**INSTRUCTIONS FOR THE TASK**
From the cookie forum thread below, write out the passage that begins at the words "## sarafinanickelbocker (May" and stops after "all that jazz.".

**EXCERPT**
Are bourbon biscuits bourbon flavored or are you supposed to dip them in bourbon?  A lot of the english foods aren't available here so I can only imagine what they taste like but those look good in the pictures.


----------



## sarafinanickelbocker (May 16, 2010)

I dunno, it's just a cookie. If you like 'em, great. If not, great too.

The cookie part is softer than generic brands, so if you're comparing it depends on what you like.

Blah blah blah and all that jazz.


----------



## nubly (Nov 2, 2006)

Haven't had them in years but I remember liking them. The yellow ones are good too. Didn't know they had more than two flavors.


----------



## Fangirl96 (Apr 13, 2015)

The biscuit part tastes like heaven, but im not a major fan of the white cream. I only like the ones with the chocolate cream instead.


----------



## McFly (Jul 15, 2014)

nubly said:


> Haven't had them in years but I remember liking them. The yellow ones are good too. Didn't know they had more than two flavors.


They've introduced a lot of flavors, and a lot end up getting replaced eventually. I'd vote for mint as the best aside from the original. Chocolate filling is pretty good too. Candy corn and cotton candy are accurate but the flavors can be a bit overwhelming


----------



## a degree of freedom (Sep 28, 2011)

I don't know how they are rated, so I can't make a comparison.

I don't mind Oreos, but they're not the first sweet thing I go for.

**RECORDED DATA**
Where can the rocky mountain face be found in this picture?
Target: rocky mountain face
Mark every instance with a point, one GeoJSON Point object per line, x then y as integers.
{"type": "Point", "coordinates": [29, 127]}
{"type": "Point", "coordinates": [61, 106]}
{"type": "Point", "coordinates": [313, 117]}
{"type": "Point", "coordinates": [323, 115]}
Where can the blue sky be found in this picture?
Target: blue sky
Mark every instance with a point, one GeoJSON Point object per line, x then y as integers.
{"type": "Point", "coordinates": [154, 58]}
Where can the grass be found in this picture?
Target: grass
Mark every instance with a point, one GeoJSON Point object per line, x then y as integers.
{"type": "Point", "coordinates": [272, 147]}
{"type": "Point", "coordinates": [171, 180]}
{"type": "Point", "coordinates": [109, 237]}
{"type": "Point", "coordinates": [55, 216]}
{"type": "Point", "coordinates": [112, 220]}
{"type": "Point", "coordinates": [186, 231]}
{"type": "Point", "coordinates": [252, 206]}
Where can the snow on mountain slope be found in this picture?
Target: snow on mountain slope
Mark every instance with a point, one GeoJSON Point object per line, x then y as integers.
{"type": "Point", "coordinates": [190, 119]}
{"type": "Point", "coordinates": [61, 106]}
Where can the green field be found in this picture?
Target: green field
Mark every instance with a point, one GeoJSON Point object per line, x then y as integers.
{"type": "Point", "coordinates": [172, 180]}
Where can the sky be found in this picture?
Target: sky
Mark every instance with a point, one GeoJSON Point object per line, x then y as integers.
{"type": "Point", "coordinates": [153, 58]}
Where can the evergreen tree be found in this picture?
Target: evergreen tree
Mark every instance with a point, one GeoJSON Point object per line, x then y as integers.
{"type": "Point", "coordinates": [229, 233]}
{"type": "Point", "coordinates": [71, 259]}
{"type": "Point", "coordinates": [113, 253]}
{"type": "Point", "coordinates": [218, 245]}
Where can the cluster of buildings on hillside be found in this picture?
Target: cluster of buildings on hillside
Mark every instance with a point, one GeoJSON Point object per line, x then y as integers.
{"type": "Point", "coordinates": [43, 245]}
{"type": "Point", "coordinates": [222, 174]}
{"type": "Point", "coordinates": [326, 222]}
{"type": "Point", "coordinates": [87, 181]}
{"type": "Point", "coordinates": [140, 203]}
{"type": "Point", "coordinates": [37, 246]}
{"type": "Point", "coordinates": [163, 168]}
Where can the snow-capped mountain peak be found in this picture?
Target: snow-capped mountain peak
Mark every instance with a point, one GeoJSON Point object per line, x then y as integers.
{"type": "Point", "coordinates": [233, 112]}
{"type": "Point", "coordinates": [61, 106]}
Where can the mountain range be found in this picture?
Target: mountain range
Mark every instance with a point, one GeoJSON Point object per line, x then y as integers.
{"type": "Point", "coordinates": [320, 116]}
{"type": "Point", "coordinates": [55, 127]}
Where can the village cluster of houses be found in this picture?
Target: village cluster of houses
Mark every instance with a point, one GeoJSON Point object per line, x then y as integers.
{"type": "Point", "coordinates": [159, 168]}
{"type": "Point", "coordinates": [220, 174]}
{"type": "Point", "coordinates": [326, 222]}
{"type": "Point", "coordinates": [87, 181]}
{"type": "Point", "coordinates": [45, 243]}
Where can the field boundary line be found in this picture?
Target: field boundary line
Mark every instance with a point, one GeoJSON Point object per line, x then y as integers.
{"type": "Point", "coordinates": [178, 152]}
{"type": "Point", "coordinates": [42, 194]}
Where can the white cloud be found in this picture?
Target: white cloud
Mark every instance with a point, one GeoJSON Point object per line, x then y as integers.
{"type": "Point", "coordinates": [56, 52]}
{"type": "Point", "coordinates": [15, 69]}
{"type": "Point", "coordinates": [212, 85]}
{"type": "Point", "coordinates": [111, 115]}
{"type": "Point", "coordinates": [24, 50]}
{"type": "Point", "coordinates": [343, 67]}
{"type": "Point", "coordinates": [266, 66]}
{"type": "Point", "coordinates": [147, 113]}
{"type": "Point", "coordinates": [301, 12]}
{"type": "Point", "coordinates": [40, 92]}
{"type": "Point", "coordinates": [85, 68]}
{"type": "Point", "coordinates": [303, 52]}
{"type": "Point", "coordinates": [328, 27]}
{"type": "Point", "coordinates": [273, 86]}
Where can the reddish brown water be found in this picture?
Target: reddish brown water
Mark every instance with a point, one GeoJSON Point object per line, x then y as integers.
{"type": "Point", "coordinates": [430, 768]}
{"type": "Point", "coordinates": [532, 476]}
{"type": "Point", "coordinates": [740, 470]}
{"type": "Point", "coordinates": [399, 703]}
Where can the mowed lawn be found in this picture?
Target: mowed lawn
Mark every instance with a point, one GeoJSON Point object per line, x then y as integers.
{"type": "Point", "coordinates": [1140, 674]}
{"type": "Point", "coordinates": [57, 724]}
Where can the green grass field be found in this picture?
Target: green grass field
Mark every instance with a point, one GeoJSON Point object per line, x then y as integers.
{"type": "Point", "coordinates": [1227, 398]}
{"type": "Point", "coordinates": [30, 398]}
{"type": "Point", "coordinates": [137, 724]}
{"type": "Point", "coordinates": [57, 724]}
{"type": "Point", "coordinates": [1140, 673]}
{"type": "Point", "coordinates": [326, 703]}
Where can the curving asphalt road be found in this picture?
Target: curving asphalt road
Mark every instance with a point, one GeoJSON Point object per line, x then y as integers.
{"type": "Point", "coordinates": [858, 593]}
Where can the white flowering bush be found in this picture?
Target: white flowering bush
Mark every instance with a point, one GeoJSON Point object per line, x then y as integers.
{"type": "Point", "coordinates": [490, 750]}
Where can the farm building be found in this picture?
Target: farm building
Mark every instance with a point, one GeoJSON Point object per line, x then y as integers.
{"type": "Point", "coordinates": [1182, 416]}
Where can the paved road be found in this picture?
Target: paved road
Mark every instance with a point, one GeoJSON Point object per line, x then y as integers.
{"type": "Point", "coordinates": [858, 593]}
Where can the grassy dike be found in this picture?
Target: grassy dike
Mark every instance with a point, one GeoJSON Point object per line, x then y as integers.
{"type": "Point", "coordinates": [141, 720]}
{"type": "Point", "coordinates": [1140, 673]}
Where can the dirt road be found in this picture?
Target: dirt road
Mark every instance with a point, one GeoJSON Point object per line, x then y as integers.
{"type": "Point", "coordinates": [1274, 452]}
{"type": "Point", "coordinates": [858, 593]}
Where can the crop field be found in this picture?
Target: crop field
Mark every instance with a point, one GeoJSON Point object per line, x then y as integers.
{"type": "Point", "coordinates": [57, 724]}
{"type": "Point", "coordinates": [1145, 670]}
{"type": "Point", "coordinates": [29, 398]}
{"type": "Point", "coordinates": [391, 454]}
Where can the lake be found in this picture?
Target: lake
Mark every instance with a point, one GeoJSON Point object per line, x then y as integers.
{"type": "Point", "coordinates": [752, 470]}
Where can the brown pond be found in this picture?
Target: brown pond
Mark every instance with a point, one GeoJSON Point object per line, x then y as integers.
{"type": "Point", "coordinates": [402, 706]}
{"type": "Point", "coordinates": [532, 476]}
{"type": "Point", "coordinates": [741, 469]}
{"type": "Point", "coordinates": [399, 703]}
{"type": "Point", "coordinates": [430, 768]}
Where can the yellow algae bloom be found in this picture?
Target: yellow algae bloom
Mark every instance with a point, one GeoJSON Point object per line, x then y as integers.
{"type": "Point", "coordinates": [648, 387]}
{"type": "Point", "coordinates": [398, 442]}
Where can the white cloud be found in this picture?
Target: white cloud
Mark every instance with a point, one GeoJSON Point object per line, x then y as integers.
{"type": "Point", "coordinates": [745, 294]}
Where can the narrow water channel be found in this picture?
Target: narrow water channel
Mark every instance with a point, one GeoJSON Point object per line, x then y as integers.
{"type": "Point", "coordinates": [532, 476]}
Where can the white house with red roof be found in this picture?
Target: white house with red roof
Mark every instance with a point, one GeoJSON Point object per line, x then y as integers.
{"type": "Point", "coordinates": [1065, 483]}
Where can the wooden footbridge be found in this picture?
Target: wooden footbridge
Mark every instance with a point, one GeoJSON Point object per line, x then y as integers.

**TASK RESULT**
## sarafinanickelbocker (May 16, 2010)

I dunno, it's just a cookie. If you like 'em, great. If not, great too.

The cookie part is softer than generic brands, so if you're comparing it depends on what you like.

Blah blah blah and all that jazz.